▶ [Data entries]

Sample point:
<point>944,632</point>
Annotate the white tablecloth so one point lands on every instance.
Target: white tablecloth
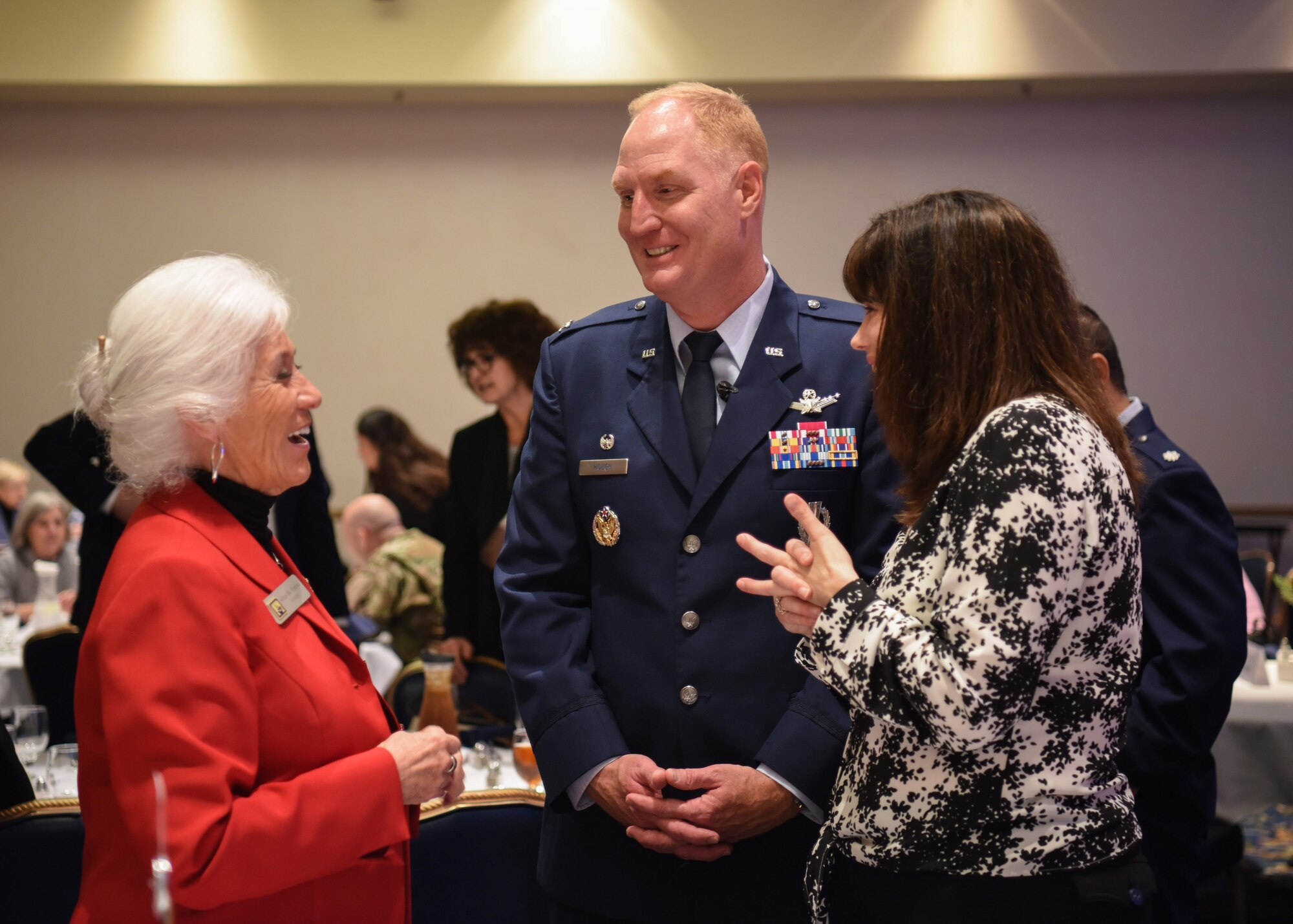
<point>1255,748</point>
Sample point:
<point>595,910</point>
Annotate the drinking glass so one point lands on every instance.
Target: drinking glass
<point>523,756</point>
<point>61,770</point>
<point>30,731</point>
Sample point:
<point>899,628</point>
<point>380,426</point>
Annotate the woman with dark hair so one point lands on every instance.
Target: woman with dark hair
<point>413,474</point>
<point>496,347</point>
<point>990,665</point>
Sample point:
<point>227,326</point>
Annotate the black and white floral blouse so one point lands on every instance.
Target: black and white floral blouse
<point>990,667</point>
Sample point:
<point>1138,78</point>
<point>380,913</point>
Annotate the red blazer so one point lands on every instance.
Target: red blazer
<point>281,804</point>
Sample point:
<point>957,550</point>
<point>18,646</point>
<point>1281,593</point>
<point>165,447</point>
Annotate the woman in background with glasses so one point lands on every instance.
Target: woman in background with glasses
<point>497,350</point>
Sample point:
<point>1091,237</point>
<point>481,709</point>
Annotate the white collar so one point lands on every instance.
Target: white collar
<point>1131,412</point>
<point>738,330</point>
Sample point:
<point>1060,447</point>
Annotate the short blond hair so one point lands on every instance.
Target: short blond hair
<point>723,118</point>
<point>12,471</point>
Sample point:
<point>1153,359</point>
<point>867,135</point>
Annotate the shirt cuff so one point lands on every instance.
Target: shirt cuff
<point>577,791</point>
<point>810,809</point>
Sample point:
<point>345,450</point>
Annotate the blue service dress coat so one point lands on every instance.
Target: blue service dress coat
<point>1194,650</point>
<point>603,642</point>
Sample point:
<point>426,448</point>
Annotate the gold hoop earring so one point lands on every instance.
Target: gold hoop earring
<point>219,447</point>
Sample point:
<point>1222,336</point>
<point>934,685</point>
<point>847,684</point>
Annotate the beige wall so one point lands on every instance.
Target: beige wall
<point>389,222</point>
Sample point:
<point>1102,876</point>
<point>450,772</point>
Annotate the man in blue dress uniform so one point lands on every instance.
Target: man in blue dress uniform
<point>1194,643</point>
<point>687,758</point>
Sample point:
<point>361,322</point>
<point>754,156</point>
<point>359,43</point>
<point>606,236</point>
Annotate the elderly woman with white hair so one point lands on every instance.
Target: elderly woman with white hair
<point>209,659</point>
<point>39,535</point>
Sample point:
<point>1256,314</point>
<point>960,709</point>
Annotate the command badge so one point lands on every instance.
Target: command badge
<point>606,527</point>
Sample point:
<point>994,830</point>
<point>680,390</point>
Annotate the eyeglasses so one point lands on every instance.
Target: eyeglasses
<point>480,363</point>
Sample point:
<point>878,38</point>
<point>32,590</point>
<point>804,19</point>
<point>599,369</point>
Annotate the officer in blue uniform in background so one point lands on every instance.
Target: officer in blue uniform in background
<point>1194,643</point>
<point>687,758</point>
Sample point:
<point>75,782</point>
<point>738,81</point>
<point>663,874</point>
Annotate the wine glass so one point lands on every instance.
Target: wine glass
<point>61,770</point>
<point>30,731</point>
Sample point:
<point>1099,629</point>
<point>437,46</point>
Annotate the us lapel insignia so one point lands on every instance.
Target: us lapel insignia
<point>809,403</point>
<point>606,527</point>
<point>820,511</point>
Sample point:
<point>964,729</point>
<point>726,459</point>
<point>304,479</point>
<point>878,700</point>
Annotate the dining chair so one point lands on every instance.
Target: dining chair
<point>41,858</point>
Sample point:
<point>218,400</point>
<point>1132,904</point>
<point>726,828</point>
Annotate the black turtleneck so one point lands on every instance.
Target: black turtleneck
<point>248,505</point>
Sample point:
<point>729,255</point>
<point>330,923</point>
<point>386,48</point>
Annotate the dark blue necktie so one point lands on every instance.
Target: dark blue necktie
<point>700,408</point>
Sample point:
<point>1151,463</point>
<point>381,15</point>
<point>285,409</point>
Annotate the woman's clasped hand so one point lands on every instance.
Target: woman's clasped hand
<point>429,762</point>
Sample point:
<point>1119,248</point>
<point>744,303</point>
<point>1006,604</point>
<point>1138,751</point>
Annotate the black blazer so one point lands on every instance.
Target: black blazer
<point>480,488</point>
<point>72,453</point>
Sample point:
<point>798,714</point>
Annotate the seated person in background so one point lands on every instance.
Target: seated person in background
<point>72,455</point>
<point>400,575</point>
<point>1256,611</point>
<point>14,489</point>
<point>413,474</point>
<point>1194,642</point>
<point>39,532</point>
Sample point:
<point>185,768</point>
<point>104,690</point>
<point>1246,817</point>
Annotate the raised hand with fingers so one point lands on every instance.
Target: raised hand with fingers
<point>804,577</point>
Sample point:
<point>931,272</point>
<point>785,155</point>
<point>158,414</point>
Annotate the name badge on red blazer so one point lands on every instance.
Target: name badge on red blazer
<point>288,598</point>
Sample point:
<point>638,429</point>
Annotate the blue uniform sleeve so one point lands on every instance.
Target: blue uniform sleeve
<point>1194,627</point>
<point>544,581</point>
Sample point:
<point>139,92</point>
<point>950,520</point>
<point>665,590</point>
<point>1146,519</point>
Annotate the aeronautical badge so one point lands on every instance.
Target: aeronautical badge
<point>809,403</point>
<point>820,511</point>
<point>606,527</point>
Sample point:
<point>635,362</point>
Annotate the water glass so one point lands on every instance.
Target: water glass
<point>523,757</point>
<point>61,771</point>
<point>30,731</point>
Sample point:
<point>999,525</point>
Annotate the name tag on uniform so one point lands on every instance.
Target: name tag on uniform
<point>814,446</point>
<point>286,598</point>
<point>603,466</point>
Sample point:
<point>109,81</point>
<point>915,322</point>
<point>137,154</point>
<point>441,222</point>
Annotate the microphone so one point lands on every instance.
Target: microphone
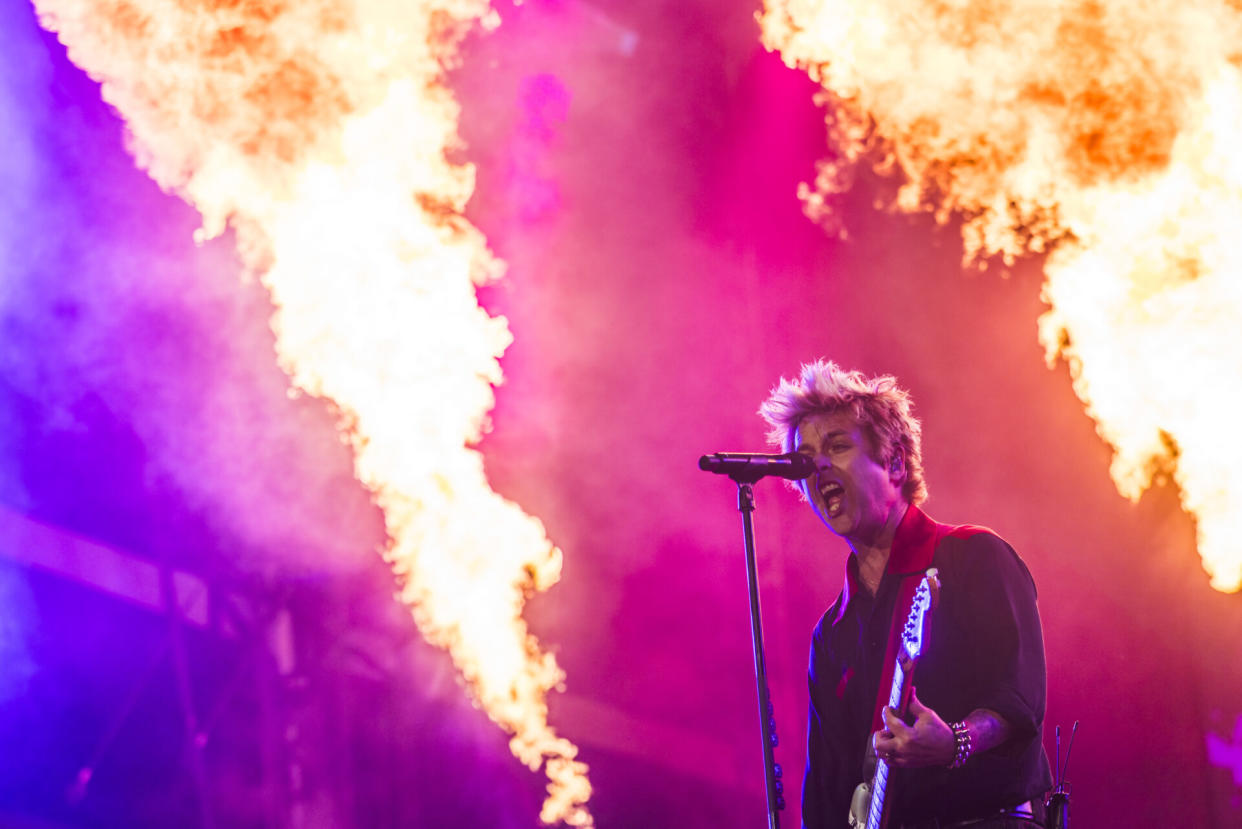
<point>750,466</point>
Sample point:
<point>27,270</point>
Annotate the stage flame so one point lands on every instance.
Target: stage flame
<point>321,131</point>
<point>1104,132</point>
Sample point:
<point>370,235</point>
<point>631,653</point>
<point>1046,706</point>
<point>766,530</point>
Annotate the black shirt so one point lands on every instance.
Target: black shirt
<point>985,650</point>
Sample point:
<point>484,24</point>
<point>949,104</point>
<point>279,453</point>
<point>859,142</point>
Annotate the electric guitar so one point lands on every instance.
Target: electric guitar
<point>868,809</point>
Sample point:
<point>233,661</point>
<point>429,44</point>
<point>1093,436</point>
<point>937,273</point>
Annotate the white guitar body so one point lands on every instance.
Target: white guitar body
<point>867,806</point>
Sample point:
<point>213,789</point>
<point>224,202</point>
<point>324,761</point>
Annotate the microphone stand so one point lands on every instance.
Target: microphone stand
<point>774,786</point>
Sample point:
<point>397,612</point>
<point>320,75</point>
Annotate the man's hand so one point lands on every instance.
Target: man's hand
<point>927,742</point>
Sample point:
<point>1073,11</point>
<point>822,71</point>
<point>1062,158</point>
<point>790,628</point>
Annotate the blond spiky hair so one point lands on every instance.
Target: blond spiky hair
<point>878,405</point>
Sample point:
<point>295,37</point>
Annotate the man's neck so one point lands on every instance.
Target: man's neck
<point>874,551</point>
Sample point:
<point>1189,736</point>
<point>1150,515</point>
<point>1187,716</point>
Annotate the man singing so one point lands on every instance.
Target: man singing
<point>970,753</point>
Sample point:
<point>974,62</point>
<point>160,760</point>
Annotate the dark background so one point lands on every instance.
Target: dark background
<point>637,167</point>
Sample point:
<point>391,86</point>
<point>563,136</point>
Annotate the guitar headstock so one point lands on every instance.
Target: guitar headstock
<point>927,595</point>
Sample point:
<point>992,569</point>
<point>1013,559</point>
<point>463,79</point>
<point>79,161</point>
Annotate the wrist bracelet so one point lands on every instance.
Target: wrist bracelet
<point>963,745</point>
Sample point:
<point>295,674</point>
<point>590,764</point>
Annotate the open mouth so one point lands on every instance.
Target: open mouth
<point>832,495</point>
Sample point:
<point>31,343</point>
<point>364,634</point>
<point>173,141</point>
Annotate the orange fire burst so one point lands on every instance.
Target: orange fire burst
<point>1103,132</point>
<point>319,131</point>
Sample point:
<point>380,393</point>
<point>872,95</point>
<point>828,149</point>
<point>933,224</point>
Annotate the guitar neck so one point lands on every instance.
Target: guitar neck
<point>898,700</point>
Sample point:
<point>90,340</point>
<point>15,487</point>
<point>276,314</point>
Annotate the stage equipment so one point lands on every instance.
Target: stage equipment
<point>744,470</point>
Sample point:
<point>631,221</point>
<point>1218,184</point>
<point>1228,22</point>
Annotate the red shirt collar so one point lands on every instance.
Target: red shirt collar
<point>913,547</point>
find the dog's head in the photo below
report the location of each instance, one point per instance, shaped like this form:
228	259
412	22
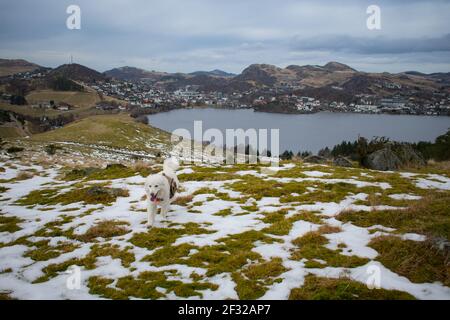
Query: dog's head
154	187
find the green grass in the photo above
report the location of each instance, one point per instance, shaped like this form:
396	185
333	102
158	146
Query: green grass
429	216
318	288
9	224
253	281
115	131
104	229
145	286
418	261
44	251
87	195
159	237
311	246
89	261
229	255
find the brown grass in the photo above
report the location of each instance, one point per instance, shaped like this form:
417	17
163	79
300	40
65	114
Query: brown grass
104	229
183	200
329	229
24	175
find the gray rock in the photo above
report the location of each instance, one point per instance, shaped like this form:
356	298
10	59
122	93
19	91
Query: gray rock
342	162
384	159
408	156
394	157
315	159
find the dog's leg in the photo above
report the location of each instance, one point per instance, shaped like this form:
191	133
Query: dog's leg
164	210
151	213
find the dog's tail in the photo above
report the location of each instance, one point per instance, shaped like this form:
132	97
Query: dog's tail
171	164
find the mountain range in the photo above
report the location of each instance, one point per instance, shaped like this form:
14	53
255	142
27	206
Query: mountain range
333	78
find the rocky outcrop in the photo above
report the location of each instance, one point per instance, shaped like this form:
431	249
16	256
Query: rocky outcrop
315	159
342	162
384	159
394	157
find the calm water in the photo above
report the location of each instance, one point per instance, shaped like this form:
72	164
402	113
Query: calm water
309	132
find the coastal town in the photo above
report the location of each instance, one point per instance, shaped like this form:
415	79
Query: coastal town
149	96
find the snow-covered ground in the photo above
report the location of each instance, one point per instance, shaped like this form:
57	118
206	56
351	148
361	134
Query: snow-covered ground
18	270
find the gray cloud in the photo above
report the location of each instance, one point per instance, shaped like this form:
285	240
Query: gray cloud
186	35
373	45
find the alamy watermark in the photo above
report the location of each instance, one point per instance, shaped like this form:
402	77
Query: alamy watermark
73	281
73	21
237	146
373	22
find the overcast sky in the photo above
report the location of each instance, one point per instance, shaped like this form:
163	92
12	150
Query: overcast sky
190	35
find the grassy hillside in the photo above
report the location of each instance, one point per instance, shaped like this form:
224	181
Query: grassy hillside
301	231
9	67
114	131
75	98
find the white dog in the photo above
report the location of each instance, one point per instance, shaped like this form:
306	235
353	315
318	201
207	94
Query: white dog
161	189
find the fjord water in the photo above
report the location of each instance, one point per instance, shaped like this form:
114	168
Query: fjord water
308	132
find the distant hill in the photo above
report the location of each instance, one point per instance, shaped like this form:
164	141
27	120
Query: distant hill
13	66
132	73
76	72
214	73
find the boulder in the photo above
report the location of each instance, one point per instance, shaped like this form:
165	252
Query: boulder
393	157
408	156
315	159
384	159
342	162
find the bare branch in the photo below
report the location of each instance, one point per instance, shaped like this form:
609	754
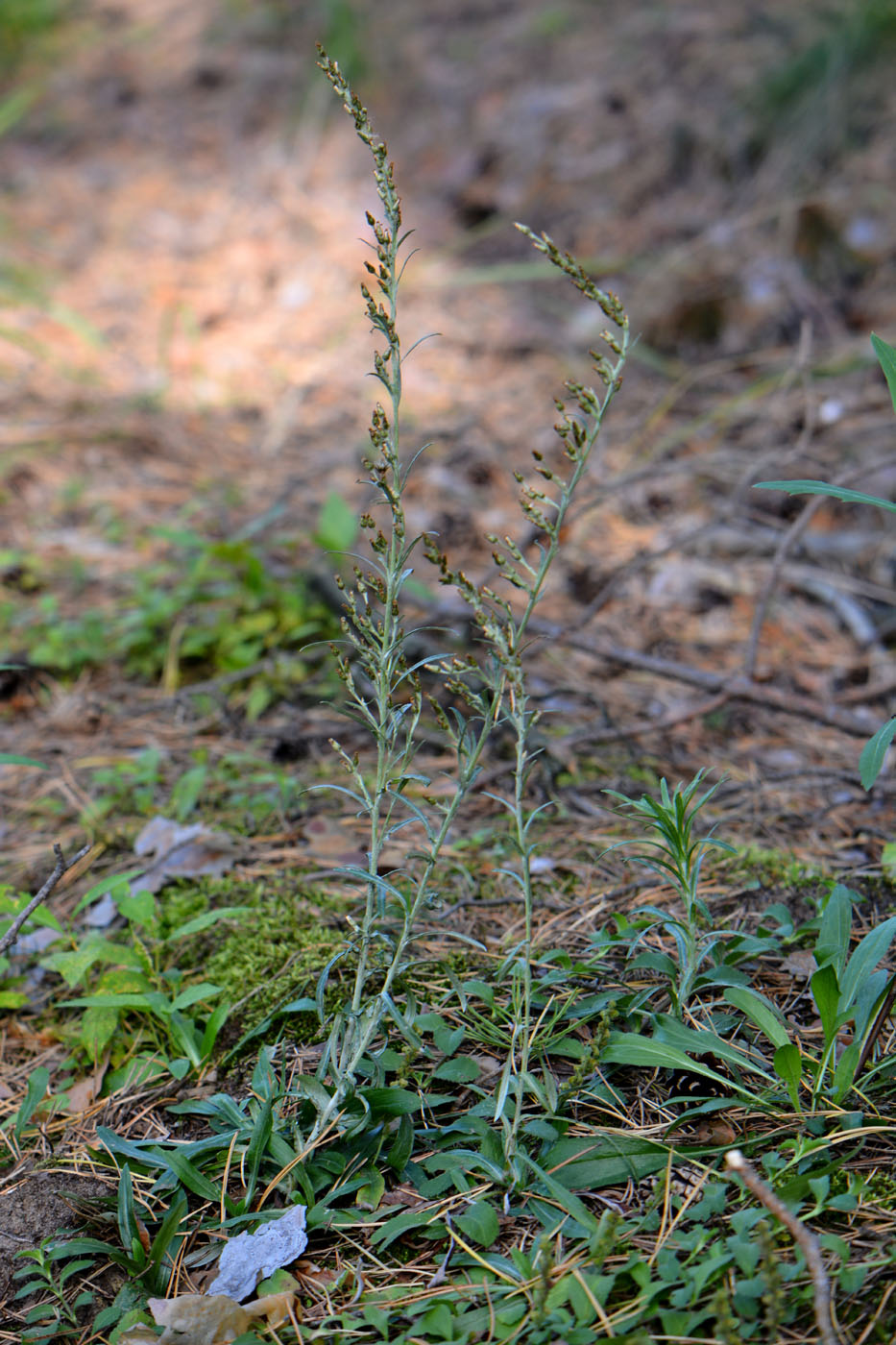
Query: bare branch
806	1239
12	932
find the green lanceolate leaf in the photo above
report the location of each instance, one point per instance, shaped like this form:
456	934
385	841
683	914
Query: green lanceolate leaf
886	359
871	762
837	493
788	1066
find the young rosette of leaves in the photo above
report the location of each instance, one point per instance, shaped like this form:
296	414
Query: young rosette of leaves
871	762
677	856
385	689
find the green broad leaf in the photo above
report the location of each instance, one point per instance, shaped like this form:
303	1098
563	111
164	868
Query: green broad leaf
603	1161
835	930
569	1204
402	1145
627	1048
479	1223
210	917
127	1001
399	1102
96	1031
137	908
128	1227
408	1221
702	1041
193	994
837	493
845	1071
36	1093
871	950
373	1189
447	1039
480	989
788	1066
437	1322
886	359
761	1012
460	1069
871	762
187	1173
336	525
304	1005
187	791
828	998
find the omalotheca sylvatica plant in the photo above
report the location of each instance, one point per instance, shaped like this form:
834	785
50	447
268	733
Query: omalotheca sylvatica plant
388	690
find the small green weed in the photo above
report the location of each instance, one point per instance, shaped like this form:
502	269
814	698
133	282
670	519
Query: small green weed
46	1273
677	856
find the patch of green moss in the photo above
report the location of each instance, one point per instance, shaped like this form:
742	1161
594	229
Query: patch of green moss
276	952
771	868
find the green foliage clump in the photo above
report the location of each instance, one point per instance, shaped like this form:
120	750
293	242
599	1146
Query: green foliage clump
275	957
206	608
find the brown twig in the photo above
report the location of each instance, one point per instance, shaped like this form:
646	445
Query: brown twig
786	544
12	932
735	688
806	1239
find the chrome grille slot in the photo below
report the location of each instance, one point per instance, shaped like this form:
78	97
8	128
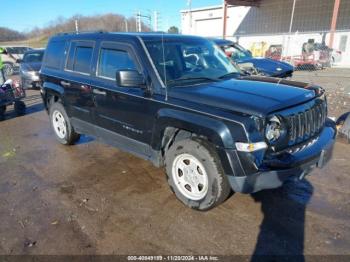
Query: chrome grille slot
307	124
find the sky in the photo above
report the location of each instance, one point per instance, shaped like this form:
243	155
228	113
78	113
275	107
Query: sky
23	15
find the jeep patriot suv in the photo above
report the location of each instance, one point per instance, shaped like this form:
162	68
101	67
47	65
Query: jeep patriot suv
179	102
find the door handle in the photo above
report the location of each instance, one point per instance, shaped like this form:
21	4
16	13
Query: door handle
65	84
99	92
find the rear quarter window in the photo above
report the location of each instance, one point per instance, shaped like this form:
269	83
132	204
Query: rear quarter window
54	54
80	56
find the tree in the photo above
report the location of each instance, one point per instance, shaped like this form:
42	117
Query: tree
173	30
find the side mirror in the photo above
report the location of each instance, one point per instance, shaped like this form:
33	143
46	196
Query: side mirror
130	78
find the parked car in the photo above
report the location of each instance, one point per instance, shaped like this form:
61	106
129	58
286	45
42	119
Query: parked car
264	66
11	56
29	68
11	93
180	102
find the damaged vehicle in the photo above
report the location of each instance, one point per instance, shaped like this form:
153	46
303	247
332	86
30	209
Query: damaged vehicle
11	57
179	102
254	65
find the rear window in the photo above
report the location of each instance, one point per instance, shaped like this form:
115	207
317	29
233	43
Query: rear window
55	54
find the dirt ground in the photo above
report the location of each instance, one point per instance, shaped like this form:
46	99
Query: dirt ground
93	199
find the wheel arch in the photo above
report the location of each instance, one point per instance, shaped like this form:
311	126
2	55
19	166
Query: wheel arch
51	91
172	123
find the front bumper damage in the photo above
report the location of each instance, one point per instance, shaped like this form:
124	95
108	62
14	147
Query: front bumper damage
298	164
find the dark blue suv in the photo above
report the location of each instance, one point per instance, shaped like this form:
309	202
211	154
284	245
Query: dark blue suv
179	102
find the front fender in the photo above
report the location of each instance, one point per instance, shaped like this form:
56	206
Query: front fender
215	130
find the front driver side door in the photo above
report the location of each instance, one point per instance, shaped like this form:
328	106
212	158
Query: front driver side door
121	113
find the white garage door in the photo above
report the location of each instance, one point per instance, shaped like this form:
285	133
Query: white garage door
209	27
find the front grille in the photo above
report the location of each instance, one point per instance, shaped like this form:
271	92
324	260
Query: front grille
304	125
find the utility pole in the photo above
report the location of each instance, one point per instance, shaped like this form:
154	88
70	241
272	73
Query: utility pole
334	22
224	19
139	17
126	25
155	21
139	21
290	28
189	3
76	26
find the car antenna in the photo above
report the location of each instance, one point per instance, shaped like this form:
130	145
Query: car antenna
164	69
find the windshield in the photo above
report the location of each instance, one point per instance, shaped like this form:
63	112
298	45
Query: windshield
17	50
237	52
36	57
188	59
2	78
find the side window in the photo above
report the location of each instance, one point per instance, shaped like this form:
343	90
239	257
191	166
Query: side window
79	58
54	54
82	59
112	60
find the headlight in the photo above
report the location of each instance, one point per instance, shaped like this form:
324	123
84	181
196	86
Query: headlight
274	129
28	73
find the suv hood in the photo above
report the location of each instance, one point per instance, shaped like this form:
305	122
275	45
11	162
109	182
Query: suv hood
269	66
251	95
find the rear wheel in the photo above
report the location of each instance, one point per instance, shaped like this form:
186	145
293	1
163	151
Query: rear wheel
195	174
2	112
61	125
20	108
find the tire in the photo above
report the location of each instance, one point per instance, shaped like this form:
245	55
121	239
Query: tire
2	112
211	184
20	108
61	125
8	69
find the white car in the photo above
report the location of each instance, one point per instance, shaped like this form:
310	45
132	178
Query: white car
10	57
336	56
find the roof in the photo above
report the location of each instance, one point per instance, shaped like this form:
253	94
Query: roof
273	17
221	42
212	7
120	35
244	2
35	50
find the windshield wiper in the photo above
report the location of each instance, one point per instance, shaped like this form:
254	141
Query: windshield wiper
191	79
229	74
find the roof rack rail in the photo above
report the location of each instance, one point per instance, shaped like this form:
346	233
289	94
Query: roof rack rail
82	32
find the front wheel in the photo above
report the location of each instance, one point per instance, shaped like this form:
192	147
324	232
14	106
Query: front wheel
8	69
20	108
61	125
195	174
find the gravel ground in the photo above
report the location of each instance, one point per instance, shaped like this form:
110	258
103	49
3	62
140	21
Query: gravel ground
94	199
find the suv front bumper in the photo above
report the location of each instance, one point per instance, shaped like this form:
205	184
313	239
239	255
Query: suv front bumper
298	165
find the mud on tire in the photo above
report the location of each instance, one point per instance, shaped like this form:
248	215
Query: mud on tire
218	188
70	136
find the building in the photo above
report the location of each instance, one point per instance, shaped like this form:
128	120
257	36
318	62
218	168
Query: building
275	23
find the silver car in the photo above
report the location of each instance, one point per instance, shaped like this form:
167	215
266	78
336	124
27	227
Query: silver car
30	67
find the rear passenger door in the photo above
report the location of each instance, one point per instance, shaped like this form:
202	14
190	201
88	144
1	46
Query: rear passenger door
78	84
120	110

▶ [Description of the task]
All lines from the start of the entries above through the line containing "Annotate the red blazer" must be transcribed exactly, both ends included, and no picture may be copied.

▶ [Answer for this exercise]
Sample point:
<point>944,632</point>
Annotate the white tablecloth so one point lands on every instance.
Target: white tablecloth
<point>1255,748</point>
Sample point:
<point>595,910</point>
Annotate the drinking glass so one point lands on every instance.
Target: drinking glass
<point>523,756</point>
<point>61,770</point>
<point>30,731</point>
Sample point:
<point>899,628</point>
<point>380,426</point>
Annotate the woman with dark hair so one point lands on every instance.
Target: woman with dark hair
<point>413,474</point>
<point>496,347</point>
<point>990,665</point>
Sample point:
<point>227,326</point>
Annotate the black and white floral blouse so one point lands on every instance.
Target: black and white floral blouse
<point>990,667</point>
Sample point:
<point>1138,78</point>
<point>380,913</point>
Annotate the red blazer so one point lands on every instance.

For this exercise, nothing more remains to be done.